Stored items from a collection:
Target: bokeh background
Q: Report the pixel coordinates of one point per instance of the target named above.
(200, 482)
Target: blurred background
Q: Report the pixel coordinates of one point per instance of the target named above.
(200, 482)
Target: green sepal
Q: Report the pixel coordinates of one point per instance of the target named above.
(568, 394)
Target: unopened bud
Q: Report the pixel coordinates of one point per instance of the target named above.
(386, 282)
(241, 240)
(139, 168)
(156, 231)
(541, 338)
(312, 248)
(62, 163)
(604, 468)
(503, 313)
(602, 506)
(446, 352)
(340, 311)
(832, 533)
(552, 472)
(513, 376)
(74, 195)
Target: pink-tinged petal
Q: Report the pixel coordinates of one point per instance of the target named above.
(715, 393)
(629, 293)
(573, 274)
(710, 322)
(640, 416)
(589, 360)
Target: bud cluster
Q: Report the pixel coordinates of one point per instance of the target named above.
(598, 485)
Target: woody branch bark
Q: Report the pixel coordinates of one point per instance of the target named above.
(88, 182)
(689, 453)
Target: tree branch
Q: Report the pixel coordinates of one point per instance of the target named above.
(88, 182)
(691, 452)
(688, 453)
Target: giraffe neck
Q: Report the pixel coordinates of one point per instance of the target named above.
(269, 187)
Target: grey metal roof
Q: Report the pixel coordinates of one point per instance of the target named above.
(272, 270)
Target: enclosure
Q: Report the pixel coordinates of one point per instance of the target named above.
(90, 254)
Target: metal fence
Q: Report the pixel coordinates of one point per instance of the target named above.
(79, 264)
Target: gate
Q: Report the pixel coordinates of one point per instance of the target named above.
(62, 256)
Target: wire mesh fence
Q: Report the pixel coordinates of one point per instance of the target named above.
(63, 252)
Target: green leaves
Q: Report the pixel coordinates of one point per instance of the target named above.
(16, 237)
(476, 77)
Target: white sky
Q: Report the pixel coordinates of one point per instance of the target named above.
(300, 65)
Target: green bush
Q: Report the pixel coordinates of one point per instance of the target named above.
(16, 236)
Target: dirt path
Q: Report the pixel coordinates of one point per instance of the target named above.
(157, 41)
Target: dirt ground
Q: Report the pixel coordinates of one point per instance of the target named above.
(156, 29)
--
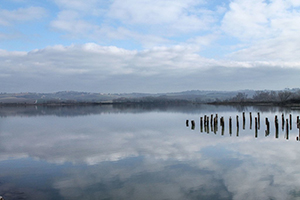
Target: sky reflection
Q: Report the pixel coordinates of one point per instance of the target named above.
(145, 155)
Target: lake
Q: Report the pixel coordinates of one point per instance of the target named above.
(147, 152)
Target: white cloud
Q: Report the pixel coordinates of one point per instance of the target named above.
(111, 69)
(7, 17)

**Written request**: Locate every line in the items above that contains the word "fence", and copy each of those lines.

**Written answer**:
Target: metal fence
Target: wire mesh fence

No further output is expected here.